» **RECORDS FOR THIS EXERCISE**
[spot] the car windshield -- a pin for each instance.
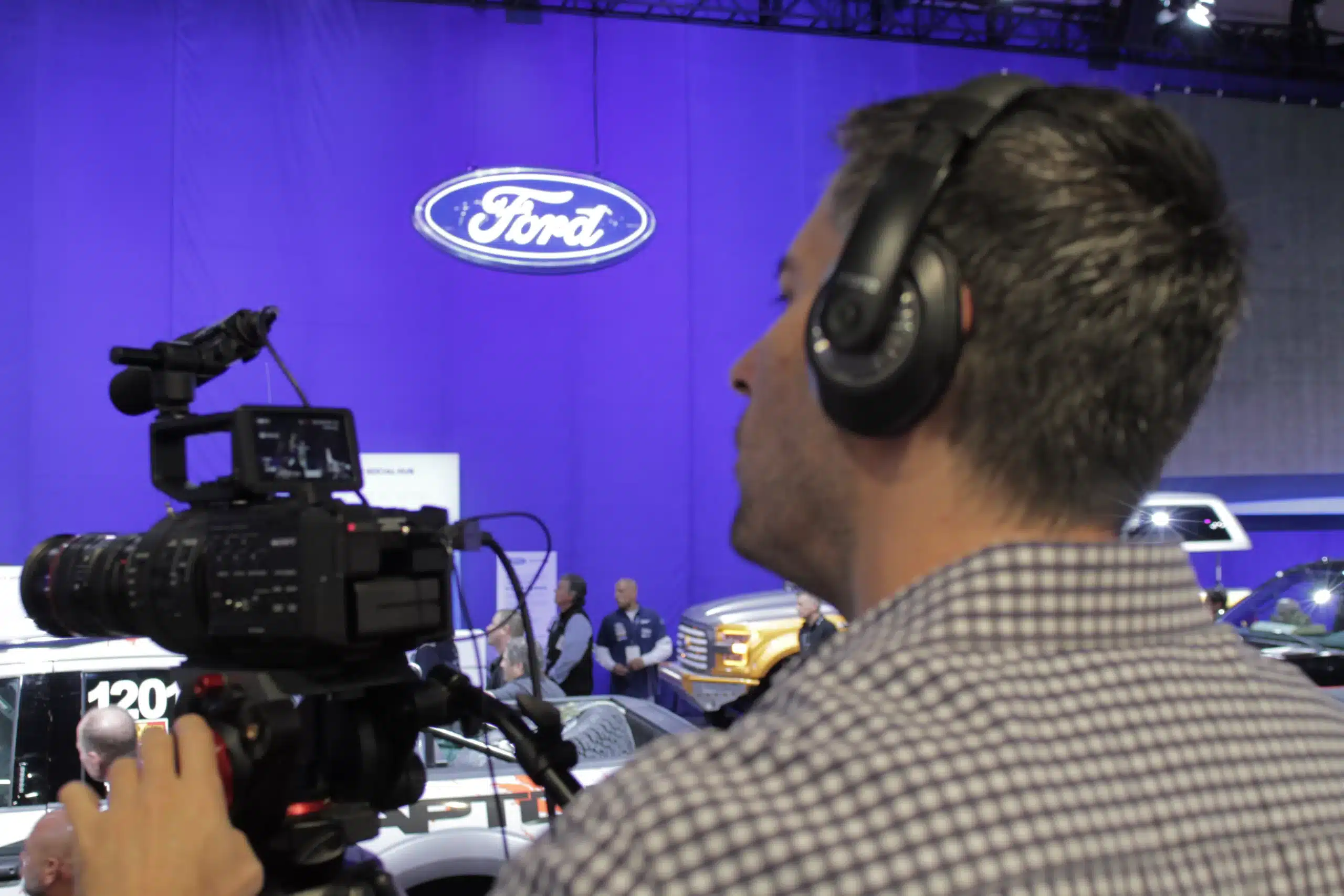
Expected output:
(1300, 605)
(8, 729)
(603, 731)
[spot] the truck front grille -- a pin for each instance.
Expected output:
(692, 647)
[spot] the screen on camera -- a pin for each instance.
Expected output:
(306, 446)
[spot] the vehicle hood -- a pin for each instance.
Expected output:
(761, 606)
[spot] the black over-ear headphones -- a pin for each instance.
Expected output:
(885, 332)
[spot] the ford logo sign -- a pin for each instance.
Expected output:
(533, 219)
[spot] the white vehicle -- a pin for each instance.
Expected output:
(455, 839)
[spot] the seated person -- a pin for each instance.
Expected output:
(47, 861)
(1289, 613)
(518, 673)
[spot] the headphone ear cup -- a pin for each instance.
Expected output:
(886, 392)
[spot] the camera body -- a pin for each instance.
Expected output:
(267, 570)
(273, 585)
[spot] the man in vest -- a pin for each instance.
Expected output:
(631, 644)
(816, 628)
(569, 650)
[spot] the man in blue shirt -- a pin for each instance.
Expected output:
(569, 649)
(631, 644)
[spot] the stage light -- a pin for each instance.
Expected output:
(1202, 14)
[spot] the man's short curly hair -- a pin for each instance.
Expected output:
(1107, 275)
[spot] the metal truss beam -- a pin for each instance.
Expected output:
(1093, 31)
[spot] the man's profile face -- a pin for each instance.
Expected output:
(92, 762)
(793, 475)
(563, 597)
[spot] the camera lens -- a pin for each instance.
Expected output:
(76, 585)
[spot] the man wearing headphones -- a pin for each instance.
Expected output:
(998, 323)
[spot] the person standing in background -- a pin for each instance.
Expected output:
(437, 653)
(816, 628)
(569, 649)
(506, 626)
(102, 736)
(631, 644)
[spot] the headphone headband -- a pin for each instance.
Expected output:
(885, 332)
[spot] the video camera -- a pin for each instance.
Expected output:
(293, 609)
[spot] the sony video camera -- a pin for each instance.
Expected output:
(295, 612)
(267, 570)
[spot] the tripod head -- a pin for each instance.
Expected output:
(310, 761)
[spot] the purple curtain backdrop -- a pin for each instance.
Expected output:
(164, 163)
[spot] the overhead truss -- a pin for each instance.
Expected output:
(1104, 34)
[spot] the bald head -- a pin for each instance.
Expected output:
(49, 856)
(627, 594)
(104, 736)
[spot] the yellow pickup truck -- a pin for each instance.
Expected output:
(728, 649)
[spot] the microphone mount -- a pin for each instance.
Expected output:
(167, 375)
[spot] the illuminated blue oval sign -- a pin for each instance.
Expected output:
(533, 219)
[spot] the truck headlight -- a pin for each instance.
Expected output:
(733, 644)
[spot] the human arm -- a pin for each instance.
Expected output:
(662, 652)
(662, 649)
(166, 830)
(579, 636)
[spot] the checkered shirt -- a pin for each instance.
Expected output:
(1037, 719)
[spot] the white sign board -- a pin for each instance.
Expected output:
(412, 481)
(541, 599)
(14, 621)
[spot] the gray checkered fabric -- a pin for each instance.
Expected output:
(1035, 719)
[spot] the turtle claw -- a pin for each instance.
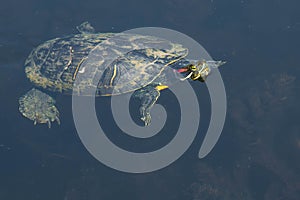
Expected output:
(57, 120)
(49, 123)
(39, 107)
(146, 117)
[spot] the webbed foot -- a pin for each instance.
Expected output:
(39, 107)
(148, 96)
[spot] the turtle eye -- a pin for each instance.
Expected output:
(193, 67)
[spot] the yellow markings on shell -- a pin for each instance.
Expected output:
(161, 87)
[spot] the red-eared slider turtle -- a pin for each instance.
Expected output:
(54, 65)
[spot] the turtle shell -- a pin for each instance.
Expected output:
(106, 62)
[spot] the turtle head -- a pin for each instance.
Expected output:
(200, 70)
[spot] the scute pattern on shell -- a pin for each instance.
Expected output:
(38, 107)
(127, 62)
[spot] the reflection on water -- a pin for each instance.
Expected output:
(257, 155)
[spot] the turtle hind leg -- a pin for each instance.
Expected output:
(39, 107)
(148, 96)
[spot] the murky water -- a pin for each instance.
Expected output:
(257, 156)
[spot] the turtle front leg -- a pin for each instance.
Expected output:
(148, 96)
(39, 107)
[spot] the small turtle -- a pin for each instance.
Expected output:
(139, 64)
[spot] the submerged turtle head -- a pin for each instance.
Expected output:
(200, 70)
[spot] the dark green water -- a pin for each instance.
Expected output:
(257, 156)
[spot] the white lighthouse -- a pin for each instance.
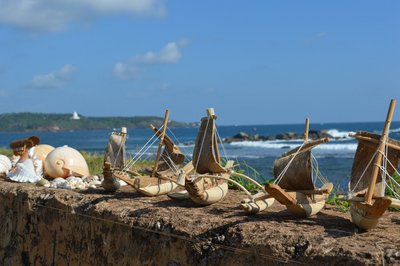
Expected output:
(75, 116)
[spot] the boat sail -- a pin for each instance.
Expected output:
(209, 183)
(296, 173)
(375, 161)
(166, 174)
(114, 159)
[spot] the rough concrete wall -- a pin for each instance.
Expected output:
(38, 228)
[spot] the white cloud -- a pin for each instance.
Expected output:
(169, 54)
(53, 79)
(125, 71)
(50, 15)
(316, 38)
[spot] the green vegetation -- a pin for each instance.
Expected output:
(340, 205)
(54, 122)
(390, 193)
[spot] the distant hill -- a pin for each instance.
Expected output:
(61, 122)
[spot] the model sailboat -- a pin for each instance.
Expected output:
(295, 178)
(375, 162)
(209, 183)
(166, 174)
(114, 159)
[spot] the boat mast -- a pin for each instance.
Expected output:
(161, 142)
(306, 130)
(211, 113)
(378, 158)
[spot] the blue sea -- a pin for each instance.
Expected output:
(334, 158)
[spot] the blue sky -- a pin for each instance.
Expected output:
(255, 62)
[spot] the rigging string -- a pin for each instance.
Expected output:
(172, 235)
(393, 182)
(278, 179)
(169, 162)
(202, 143)
(384, 166)
(222, 145)
(317, 172)
(140, 153)
(122, 143)
(137, 153)
(363, 173)
(185, 152)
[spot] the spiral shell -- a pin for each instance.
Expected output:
(64, 162)
(5, 164)
(41, 151)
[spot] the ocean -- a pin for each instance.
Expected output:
(334, 158)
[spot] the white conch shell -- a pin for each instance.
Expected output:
(40, 151)
(25, 172)
(65, 161)
(5, 164)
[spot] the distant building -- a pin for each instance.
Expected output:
(75, 116)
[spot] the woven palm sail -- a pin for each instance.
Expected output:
(205, 159)
(115, 151)
(360, 175)
(298, 175)
(171, 151)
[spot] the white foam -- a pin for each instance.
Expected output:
(339, 134)
(281, 145)
(396, 130)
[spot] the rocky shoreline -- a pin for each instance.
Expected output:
(48, 226)
(312, 134)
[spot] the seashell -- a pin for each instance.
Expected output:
(40, 151)
(5, 164)
(43, 183)
(24, 172)
(65, 161)
(59, 183)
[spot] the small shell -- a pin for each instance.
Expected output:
(40, 151)
(5, 164)
(25, 172)
(43, 183)
(65, 161)
(59, 183)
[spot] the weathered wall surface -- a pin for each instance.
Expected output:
(58, 227)
(40, 226)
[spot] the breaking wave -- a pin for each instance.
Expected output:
(339, 134)
(291, 145)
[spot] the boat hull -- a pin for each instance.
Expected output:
(300, 204)
(367, 216)
(150, 186)
(256, 206)
(210, 196)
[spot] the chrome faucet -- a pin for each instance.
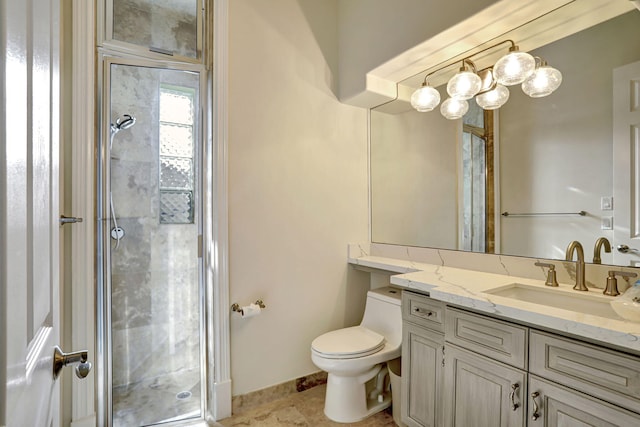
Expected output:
(575, 246)
(602, 241)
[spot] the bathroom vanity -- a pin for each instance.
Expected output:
(472, 357)
(463, 368)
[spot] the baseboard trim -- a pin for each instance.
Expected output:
(245, 402)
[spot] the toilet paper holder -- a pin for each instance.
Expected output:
(236, 307)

» **WHAT NEEDS TO BE DONE**
Rewrite all of the entries above, replacing "Expected output" with "Target points" wherever it appears and keeping everything else unchanged. Omit the pictures from your version.

» **THE ANSWER**
[spot] the car windshield -- a pin for each instance.
Target points:
(1300, 605)
(8, 729)
(603, 731)
[spot] the truck front grille -- a pin for each instance.
Target points:
(692, 647)
[spot] the screen on camera -- a pin for each instance.
Target points:
(306, 446)
[spot] the vehicle hood -- a pin for each instance.
Target points:
(761, 606)
[spot] the black over-ear headphones -- a pin for each instance.
Target points:
(885, 332)
[spot] the ford logo sign -- a pin for each instance.
Target points:
(533, 219)
[spot] the white vehicle -- a pin for each instance.
Target points:
(455, 839)
[spot] the seated person -- a pin for each instance.
Target points:
(47, 861)
(1289, 613)
(518, 673)
[spot] the headphone ear cup -- a pin for each instance.
Target points:
(886, 392)
[spot] the camera body -- a pin for each instance.
Target points:
(267, 570)
(273, 585)
[spot] the man in vest -- a pin for each instance.
Target points:
(631, 644)
(816, 628)
(569, 650)
[spot] the man in blue shirt -- a pin for each instance.
Target points:
(569, 649)
(631, 644)
[spot] the stage light -- a pin for each instance.
Target points:
(1202, 14)
[spot] the man's short curly hair -- a pin for each instance.
Target points:
(1107, 275)
[spot] the metal truss beam -- a pin for each instance.
Target points:
(1093, 31)
[spot] the man's profile face -- a pin for each instance.
Target points:
(92, 762)
(793, 475)
(563, 597)
[spot] the camera lens -- a pin for each instance.
Target points:
(76, 585)
[spot] the man wearing headphones -- a pin for each instance.
Target points:
(998, 323)
[spot] the person standing in background -- a pin for each instance.
Target points:
(437, 653)
(816, 628)
(569, 649)
(506, 626)
(102, 736)
(631, 644)
[spot] the headphone headband -- a pin for each instance.
Target points:
(885, 332)
[spot] the video camera -- a pin for each instance.
Target points:
(293, 609)
[spot] the sony video camera -- a pin for each instance.
Target points:
(295, 612)
(267, 570)
[spot] the tripod head -- a pin for each instance.
Target points:
(310, 761)
[spot] the purple curtain backdrop -- a pin for each instance.
Target points:
(164, 163)
[spot] the overhead truss -- a pin for each instance.
Target points:
(1104, 34)
[spot] the bald head -- a pin for each instance.
Target points:
(49, 856)
(627, 594)
(104, 736)
[spot] the yellow pickup truck -- a pin for each instance.
Target points:
(728, 649)
[spot] the microphone mount -- a pin for each instance.
Target points:
(167, 375)
[spot] the illuminated blue oval sign -- a pin for each instance.
Target points:
(533, 219)
[spot] the truck headlight -- a pin for each instance.
Target points:
(733, 644)
[spot] the human arm -- a pin for each instance.
Target points:
(662, 652)
(662, 649)
(166, 830)
(579, 636)
[spot] the checkered shirt -- a pin for each instance.
Target points:
(1037, 719)
[spot] the white sign board -- a pin for each instance.
Target points:
(412, 481)
(541, 599)
(14, 621)
[spot] the gray checkered fabric -- a pin for each instance.
Target points:
(1035, 719)
[spot] the turtle claw -- a pin for each instance.
Target points:
(57, 120)
(49, 123)
(39, 107)
(146, 117)
[spot] the webbed foot -- a pin for each instance.
Target points:
(39, 107)
(148, 96)
[spot] the turtle eye -- a pin for each instance.
Target points:
(193, 67)
[spot] the yellow markings on shell -- a pin for each instance.
Target points:
(161, 87)
[spot] the red-eared slider turtle -- a pin for each instance.
Target points:
(54, 65)
[spot] the turtle shell -- a pin for each instance.
Target points:
(106, 62)
[spot] the turtle head -- a pin for each instance.
Target points:
(200, 70)
[spot] the scute pattern on shell -- a pin for each instance.
Target points:
(38, 107)
(127, 62)
[spot] the reflection on water -- a pin for each instance.
Target points:
(257, 155)
[spot] the turtle hind leg -- a pin for each instance.
Target points:
(39, 107)
(148, 96)
[spot] the murky water -- a pin for each instance.
Target points:
(257, 156)
[spot] the turtle front leg -- a pin for each instance.
Target points:
(148, 96)
(39, 107)
[spot] the small turtle -- a pin for each instance.
Target points:
(139, 64)
[spot] the submerged turtle head -- a pin for each instance.
Target points:
(200, 70)
[spot] the dark green water -- a pin for each instance.
Target points:
(257, 156)
[spot] the white lighthouse -- a pin for each instance.
Target points:
(75, 116)
[spot] the boat sail -- a pin for each instance.
Target points:
(209, 183)
(296, 173)
(375, 161)
(166, 174)
(114, 159)
[spot] the rough concrete wall -- a pin for each instance.
Target points:
(38, 228)
[spot] the white cloud -- a pin for each instance.
Target points:
(169, 54)
(53, 79)
(125, 71)
(50, 15)
(316, 38)
[spot] the green vegetation -- a pin for each instance.
Target points:
(340, 205)
(54, 122)
(390, 193)
[spot] the distant hill -- a pin for each instance.
Target points:
(61, 122)
[spot] the model sailboat -- a pin for each instance.
Target points:
(295, 178)
(375, 162)
(209, 183)
(166, 174)
(114, 159)
[spot] the boat mast -- a pin for each instance.
Target points:
(161, 142)
(306, 130)
(211, 113)
(378, 158)
[spot] the blue sea -- a pin for each instance.
Target points:
(334, 158)
[spot] the blue sky -- a pin for each instance.
Target points:
(255, 62)
[spot] the rigging string -- a pin for each instance.
Target points:
(172, 235)
(393, 182)
(278, 179)
(169, 162)
(202, 143)
(384, 166)
(222, 145)
(317, 172)
(140, 153)
(122, 143)
(137, 153)
(363, 173)
(185, 152)
[spot] the spiral shell -- a pin for each instance.
Target points:
(64, 162)
(5, 164)
(41, 151)
[spot] the ocean -- a pin for each instance.
Target points:
(334, 158)
[spot] the white conch shell -- a pin for each instance.
Target points:
(40, 151)
(25, 172)
(65, 161)
(5, 164)
[spot] the distant building -- a pin for each instance.
Target points:
(75, 116)
[spot] the woven palm sail -- a pin for each instance.
Target points:
(205, 159)
(115, 151)
(360, 175)
(298, 175)
(171, 151)
[spot] the white foam -- a pin for each instance.
Target points:
(339, 134)
(281, 145)
(396, 130)
[spot] the rocky shoreline -- a pin for each instance.
Target points:
(48, 226)
(312, 134)
[spot] the seashell -- a pin for each instance.
Target points:
(40, 151)
(5, 164)
(43, 183)
(24, 172)
(65, 161)
(59, 183)
[spot] the small shell -- a pin for each instance.
Target points:
(40, 151)
(5, 164)
(25, 172)
(43, 183)
(65, 161)
(59, 183)
[spot] the weathered wall surface -- a pin for each instance.
Target points:
(58, 227)
(40, 226)
[spot] the breaking wave -- a pin for each instance.
Target points:
(339, 134)
(291, 145)
[spot] the boat hull -- a pin for each instance.
Target points:
(300, 204)
(367, 216)
(150, 186)
(256, 206)
(210, 196)
[spot] the chrome faucet -- a pin for each instance.
Target points:
(575, 246)
(602, 241)
[spot] the bathroom vanity -- a pin for each instance.
Target points:
(472, 357)
(463, 368)
[spot] the baseboard trim -- a pin for each instance.
Target points:
(245, 402)
[spot] the toilet paper holder -- a pin for each instance.
Target points:
(236, 307)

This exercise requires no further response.